>> Begin Text to read

This article describes a Fast Store Forwarding Predictor (FSFP) performance feature that is supported on certain Intel processors, the implications of this feature on potential transient execution disclosure gadgets, and the properties maintained by those processors to help prevent potential exploitation of such disclosure gadgets. The guidance presented herein reflects Intel’s current information and understanding, and may be revised as new information emerges and as the threat landscape evolves.
We also describe an issue affecting certain processors that requires a microcode update to fully support the Fast Store Forwarding Predictor training domain isolation properties described here.
Description
Certain Intel processors support a performance feature called Fast Store Forwarding Predictor (FSFP). Based on observing previous behavior, FSFP enables the processor to predict that a store will forward data to a younger load and optimize that case. This optimization may allow the load to speculatively execute with data from an older store before all forwarding conditions (like store-load address match) have been resolved. If data is incorrectly forwarded to the load, the processor will prevent the load from committing to the architectural state and will re-execute the load with the correct data.

>> End Text to read
>> Begin Entries shown

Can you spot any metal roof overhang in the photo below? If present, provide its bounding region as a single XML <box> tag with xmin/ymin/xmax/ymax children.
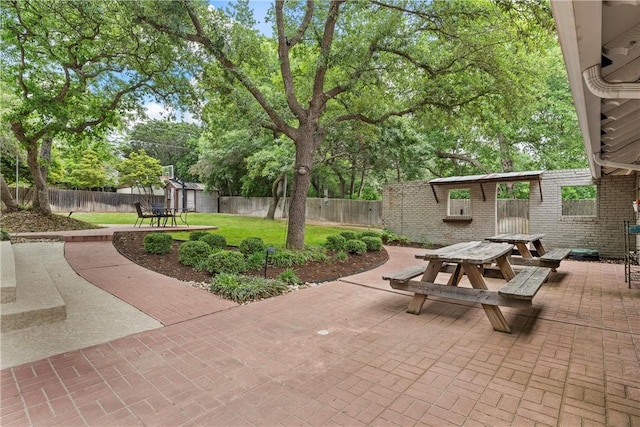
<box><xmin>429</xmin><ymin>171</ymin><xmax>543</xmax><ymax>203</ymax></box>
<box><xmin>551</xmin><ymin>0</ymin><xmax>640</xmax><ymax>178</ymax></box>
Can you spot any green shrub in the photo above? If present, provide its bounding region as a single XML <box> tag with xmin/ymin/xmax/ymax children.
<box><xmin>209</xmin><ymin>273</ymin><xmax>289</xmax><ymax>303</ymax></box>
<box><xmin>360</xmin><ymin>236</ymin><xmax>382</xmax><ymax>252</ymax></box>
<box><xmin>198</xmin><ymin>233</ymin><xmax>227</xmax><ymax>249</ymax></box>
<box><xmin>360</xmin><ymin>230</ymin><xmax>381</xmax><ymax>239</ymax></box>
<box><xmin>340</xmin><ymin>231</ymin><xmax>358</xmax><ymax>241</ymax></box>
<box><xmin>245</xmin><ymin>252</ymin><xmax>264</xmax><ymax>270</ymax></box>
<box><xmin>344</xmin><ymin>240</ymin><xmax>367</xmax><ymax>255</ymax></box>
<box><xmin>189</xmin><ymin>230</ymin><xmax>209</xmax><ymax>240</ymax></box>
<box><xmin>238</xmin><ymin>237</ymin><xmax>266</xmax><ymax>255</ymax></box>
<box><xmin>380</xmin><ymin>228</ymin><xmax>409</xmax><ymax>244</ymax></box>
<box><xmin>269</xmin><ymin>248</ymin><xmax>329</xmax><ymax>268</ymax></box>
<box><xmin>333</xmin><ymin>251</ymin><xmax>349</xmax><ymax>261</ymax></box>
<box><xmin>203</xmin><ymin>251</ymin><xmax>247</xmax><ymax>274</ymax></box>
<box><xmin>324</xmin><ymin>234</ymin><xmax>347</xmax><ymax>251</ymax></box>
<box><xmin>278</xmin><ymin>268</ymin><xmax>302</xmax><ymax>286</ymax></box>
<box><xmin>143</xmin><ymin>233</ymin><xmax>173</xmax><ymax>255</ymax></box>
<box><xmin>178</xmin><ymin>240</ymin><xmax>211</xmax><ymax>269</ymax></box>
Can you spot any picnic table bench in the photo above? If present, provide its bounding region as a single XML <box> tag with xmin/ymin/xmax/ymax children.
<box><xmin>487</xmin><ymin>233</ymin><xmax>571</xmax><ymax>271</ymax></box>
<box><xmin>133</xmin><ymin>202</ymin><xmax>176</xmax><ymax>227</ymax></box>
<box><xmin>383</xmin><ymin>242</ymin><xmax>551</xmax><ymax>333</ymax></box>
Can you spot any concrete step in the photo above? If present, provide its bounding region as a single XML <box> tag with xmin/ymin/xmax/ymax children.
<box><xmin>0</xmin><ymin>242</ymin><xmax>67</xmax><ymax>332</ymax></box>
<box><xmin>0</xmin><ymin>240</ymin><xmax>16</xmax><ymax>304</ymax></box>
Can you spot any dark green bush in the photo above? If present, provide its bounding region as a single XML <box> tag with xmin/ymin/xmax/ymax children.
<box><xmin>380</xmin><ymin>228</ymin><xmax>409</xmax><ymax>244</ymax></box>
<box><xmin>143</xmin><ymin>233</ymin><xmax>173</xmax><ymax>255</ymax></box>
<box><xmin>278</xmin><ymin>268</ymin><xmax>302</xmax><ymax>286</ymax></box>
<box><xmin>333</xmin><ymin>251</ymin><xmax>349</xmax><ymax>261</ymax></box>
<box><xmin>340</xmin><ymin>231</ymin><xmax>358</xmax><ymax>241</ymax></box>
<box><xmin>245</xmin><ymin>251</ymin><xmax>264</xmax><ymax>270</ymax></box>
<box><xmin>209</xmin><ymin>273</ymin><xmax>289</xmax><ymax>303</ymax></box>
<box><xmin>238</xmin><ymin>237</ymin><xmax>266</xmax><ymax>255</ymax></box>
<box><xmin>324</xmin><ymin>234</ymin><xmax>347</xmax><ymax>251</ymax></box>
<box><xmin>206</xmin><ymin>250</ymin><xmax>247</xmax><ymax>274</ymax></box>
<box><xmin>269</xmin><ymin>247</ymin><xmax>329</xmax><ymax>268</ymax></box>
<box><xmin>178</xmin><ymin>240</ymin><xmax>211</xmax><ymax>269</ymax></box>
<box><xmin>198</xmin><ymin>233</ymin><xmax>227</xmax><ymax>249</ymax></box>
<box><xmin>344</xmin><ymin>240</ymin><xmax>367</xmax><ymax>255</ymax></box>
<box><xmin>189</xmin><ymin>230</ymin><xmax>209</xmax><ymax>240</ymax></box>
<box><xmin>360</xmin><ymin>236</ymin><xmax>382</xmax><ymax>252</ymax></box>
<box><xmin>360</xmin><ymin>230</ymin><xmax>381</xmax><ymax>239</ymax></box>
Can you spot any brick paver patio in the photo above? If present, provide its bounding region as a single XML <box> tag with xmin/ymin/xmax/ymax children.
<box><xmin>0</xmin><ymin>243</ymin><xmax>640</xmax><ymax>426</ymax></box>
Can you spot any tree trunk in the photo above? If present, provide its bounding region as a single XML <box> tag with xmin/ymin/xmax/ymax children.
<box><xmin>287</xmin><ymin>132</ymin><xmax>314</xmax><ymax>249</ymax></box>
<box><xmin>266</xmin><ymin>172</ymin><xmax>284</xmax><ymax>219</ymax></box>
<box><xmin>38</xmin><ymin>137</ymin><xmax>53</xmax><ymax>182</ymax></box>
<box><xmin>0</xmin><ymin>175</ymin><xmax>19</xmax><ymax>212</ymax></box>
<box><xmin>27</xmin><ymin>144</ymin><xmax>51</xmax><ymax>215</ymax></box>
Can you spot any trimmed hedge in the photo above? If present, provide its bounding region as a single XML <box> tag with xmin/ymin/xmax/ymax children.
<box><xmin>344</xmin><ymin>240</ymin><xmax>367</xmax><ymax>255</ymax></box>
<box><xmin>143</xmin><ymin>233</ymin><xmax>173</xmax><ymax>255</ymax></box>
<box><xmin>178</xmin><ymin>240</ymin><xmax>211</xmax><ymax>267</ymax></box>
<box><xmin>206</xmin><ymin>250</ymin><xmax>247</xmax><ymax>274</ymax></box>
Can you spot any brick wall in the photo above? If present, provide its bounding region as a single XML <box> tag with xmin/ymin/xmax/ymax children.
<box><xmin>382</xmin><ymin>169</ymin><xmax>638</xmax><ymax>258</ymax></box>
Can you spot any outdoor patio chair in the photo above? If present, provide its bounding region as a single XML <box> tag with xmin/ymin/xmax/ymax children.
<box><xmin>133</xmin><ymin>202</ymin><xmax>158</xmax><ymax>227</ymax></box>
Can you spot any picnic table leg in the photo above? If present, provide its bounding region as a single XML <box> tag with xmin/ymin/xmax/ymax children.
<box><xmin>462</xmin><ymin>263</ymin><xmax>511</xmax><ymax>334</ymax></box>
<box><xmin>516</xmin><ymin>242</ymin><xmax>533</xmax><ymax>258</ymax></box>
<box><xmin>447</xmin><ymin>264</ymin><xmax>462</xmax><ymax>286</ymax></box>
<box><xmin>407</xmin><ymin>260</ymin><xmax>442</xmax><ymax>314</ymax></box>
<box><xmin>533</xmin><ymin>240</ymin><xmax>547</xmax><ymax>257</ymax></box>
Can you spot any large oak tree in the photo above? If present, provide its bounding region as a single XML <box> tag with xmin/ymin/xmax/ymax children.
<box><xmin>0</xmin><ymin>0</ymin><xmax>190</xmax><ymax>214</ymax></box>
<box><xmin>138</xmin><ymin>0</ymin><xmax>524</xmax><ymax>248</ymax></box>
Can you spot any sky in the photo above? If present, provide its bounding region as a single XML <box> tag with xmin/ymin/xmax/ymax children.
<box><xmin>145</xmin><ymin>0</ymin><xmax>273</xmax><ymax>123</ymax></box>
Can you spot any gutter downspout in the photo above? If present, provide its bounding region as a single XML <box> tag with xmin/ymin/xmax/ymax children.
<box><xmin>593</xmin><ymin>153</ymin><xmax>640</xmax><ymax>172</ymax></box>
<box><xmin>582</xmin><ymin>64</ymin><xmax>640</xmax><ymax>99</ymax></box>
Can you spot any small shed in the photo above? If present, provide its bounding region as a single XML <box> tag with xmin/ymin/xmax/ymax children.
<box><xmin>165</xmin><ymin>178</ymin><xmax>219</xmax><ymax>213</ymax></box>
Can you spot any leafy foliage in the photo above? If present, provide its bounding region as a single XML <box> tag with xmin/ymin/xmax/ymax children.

>> End Entries shown

In the article on the Fast Store Forwarding Predictor, what does the processor do when data is incorrectly forwarded to a load?

It prevents the load from committing to the architectural state and re-executes the load with the correct data.